[Items from a data source]
————

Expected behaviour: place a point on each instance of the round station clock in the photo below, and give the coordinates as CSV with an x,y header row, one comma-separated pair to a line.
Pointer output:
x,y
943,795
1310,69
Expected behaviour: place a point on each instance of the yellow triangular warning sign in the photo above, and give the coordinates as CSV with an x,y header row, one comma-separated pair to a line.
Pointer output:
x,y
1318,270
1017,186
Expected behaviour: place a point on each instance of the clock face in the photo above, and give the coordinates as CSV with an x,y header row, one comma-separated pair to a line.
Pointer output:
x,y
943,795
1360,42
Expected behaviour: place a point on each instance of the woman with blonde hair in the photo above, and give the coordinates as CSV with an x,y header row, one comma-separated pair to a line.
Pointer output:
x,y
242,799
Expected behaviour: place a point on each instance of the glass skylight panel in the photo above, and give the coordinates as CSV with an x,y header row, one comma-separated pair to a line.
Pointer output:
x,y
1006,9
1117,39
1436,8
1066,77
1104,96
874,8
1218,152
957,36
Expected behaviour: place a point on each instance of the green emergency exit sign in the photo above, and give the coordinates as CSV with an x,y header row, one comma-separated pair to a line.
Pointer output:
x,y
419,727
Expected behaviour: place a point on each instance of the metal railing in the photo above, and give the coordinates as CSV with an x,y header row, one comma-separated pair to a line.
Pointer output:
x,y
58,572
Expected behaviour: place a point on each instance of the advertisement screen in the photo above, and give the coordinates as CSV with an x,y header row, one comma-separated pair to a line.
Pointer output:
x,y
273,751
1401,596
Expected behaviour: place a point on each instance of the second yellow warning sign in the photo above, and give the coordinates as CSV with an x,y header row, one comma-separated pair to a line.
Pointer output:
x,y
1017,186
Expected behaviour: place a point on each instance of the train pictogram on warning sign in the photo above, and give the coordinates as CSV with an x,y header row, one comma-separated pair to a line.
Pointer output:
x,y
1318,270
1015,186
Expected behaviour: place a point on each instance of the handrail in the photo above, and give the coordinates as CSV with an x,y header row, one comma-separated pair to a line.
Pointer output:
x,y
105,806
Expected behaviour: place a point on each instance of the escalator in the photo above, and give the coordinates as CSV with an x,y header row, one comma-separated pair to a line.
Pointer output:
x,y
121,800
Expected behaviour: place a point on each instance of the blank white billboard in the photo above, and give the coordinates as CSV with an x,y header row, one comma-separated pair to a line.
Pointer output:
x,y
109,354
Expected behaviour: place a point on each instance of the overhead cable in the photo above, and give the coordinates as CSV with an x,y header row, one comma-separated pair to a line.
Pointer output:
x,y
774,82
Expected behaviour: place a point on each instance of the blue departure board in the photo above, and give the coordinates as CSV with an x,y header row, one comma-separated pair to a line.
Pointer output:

————

» HOW TO COMPLETE THIS TASK
Show every line above in which the word "yellow" occurs.

» COMPLETED EXERCISE
Expected behaviour: place a point on each instance of the yellow triangular warning sign in the photo above, and give the coordinates as CSV with an x,y header row, one comma-separated pair to a line.
Expected behaviour: place a point on each instance of the second yellow warning sign in the photo above, and give the coordinates as CSV with an x,y header row, one comma-separated pair to a line.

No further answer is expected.